=== Section Start ===

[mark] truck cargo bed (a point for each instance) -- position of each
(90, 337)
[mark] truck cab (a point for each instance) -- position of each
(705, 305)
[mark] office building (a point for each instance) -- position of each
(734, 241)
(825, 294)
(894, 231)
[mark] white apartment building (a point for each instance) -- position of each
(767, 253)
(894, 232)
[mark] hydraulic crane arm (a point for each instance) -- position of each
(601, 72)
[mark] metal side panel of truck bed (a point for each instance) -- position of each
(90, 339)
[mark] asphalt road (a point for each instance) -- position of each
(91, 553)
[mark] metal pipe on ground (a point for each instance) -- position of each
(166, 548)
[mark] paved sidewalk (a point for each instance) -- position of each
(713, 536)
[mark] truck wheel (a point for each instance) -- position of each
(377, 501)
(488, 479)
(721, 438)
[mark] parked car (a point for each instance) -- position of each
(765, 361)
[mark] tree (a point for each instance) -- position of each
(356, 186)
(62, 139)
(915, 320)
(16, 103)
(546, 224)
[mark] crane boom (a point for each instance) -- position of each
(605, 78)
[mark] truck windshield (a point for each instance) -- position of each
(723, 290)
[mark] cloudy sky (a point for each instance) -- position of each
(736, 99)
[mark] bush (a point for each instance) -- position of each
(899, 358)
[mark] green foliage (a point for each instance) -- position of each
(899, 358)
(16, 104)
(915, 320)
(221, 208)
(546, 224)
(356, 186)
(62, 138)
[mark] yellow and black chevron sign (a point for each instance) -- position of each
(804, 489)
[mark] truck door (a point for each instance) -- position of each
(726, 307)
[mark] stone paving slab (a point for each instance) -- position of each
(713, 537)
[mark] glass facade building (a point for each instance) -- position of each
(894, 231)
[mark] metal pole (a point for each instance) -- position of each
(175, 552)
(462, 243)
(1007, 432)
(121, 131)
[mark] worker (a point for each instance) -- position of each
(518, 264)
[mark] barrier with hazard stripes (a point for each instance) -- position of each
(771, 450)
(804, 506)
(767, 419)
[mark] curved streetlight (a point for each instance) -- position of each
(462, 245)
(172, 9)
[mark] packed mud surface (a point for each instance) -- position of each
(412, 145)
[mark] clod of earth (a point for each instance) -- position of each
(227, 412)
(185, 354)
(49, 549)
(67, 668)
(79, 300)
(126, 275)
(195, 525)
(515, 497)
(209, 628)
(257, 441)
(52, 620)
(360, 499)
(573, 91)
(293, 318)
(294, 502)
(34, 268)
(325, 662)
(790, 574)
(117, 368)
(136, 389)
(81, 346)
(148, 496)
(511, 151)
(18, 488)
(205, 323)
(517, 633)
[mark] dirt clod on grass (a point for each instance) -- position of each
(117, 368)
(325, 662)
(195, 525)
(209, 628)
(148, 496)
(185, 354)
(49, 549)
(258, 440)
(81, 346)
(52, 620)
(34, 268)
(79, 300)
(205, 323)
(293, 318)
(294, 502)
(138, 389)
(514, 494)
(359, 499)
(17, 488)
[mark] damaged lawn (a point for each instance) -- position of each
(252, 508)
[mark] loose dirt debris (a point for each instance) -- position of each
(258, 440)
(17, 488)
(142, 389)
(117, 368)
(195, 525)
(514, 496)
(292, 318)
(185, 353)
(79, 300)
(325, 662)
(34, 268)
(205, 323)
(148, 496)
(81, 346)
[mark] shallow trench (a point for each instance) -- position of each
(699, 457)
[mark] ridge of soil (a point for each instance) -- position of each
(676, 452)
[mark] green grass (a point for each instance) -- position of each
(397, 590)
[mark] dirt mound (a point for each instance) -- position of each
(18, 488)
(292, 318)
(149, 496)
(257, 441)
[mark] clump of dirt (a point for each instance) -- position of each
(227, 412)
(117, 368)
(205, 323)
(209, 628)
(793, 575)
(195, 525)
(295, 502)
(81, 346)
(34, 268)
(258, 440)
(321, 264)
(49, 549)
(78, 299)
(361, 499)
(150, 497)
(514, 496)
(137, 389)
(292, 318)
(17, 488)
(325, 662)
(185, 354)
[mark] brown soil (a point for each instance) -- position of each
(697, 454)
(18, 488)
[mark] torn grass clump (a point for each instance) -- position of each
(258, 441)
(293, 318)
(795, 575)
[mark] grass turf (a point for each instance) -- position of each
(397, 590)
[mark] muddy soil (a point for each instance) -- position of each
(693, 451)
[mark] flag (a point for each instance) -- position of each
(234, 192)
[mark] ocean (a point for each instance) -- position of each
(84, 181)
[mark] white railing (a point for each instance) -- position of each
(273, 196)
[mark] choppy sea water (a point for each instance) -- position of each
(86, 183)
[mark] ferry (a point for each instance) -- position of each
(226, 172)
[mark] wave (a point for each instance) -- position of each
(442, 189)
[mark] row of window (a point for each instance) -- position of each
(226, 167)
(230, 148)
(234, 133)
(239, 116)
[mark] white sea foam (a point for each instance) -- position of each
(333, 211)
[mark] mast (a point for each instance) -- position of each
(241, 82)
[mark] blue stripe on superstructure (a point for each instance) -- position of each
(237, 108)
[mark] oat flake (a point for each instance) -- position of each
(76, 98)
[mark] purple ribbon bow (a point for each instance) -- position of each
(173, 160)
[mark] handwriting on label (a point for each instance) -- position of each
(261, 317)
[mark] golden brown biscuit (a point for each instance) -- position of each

=== Section End ===

▸ TASK
Word for word, restate the whole of the material above.

▸ TASK RESPONSE
[mark] truck cargo bed (a point for each instance) -- position of each
(90, 337)
[mark] truck cab (a point for each instance) -- position of each
(705, 305)
[mark] office building (a point for each instance) -- position of each
(734, 241)
(825, 294)
(894, 231)
[mark] white apartment building (a point for each instance) -- position of each
(767, 253)
(894, 232)
[mark] hydraulic crane arm (a point for each instance) -- position of each
(601, 72)
[mark] metal side panel of truck bed (a point for each instance) -- position of each
(90, 339)
[mark] asphalt road (a point for each instance) -- position of each
(91, 553)
[mark] metal pipe on ground (a point for each instance) -- position of each
(166, 548)
[mark] paved sidewalk (a point for each instance) -- position of each
(713, 536)
[mark] truck wheel (a point for each instance) -- position of each
(377, 501)
(488, 479)
(721, 438)
[mark] parked car (a point for each instance) -- position of each
(765, 361)
[mark] tree (a point for each instance) -- position of each
(356, 186)
(62, 139)
(915, 320)
(16, 103)
(546, 224)
[mark] crane boom (a point for each instance) -- position of each
(605, 78)
[mark] truck windshield (a point for each instance) -- position of each
(723, 290)
[mark] cloudy sky (a point for each instance) -- position of each
(736, 99)
[mark] bush (a point for each instance) -- position of each
(899, 358)
[mark] green foliage (a point for each instance) -- position of each
(899, 358)
(16, 104)
(915, 320)
(221, 208)
(546, 224)
(356, 186)
(62, 138)
[mark] yellow and black chevron sign (a point for each instance) -- position of each
(804, 489)
[mark] truck door (a point for each instance) -- position of each
(726, 307)
[mark] stone paving slab (a point for each instance) -- position of each
(713, 537)
[mark] glass facade building (a point for each instance) -- position of each
(894, 231)
[mark] metal pole (a point for each instance) -- position of each
(175, 552)
(462, 243)
(1007, 432)
(121, 131)
[mark] worker (a point for each instance) -- position of each
(518, 264)
[mark] barrier with hazard stripes (a point for each instance) -- position of each
(771, 450)
(804, 506)
(767, 419)
[mark] curved streetlight (a point for each instance) -- position of each
(462, 245)
(172, 9)
[mark] packed mud surface (a point for each instance) -- position of each
(412, 145)
[mark] clod of earth (a point for each instance) -- position of each
(227, 412)
(185, 354)
(49, 549)
(67, 668)
(79, 300)
(126, 275)
(195, 525)
(515, 497)
(209, 628)
(257, 441)
(52, 620)
(360, 499)
(573, 91)
(293, 318)
(294, 502)
(34, 268)
(325, 662)
(790, 574)
(117, 368)
(136, 389)
(81, 346)
(148, 496)
(511, 151)
(18, 488)
(205, 323)
(517, 633)
[mark] dirt clod on grass (a point for each instance) -- position of each
(117, 368)
(325, 662)
(195, 525)
(209, 628)
(148, 496)
(185, 354)
(49, 549)
(258, 440)
(81, 346)
(52, 620)
(34, 268)
(79, 300)
(205, 323)
(293, 318)
(294, 502)
(138, 389)
(514, 494)
(359, 499)
(17, 488)
[mark] damaged lawn (a point for each instance) -- position of each
(252, 508)
[mark] loose dirt debris (a point for each instance) -- position of each
(258, 440)
(17, 488)
(142, 389)
(117, 368)
(195, 525)
(514, 496)
(292, 318)
(185, 353)
(79, 300)
(325, 662)
(34, 268)
(205, 323)
(148, 496)
(81, 346)
[mark] shallow trench (a point for each instance) -- position of each
(699, 457)
[mark] ridge of soil (a point for each instance) -- position of each
(676, 452)
[mark] green grass (a point for each instance) -- position of each
(397, 590)
[mark] dirt mound (a point for each instance) -- position of each
(18, 488)
(292, 318)
(149, 496)
(257, 441)
[mark] clump of dirt (a point for each instance) -- position of each
(227, 412)
(117, 368)
(205, 323)
(209, 628)
(793, 575)
(195, 525)
(295, 502)
(81, 346)
(34, 268)
(258, 440)
(321, 264)
(49, 549)
(78, 299)
(361, 499)
(150, 497)
(514, 496)
(137, 389)
(292, 318)
(17, 488)
(325, 662)
(185, 354)
[mark] brown soil (a point for each instance) -- position of each
(697, 454)
(18, 488)
[mark] torn grass clump (a point for each instance) -- position of each
(258, 441)
(293, 318)
(795, 575)
[mark] grass turf (a point for each instance) -- position of each
(397, 590)
[mark] muddy soil (a point for each instance) -- position of each
(693, 451)
[mark] flag (a point for each instance) -- position of each
(234, 192)
[mark] ocean (a point for each instance) -- position of each
(84, 181)
[mark] white railing (a point for each instance) -- position of each
(273, 196)
[mark] choppy sea water (a point for each instance) -- position of each
(86, 183)
[mark] ferry (a point for each instance) -- position of each
(226, 172)
[mark] wave (a point for each instance) -- position of each
(442, 189)
[mark] row of window (a point for each instance) -- position of each
(226, 167)
(230, 148)
(234, 133)
(239, 116)
[mark] white sea foam (a point for each instance) -- position of each
(333, 211)
[mark] mast (a point for each instance) -- position of each
(241, 82)
[mark] blue stripe on superstructure (a point for each instance) -- position of each
(237, 108)
[mark] oat flake (a point for each instance) -- position of each
(76, 98)
[mark] purple ribbon bow (a point for each instance) -- position of each
(173, 160)
[mark] handwriting on label (a point for each instance) -- position of each
(261, 317)
[mark] golden brown biscuit (a point for each instance) -- position of each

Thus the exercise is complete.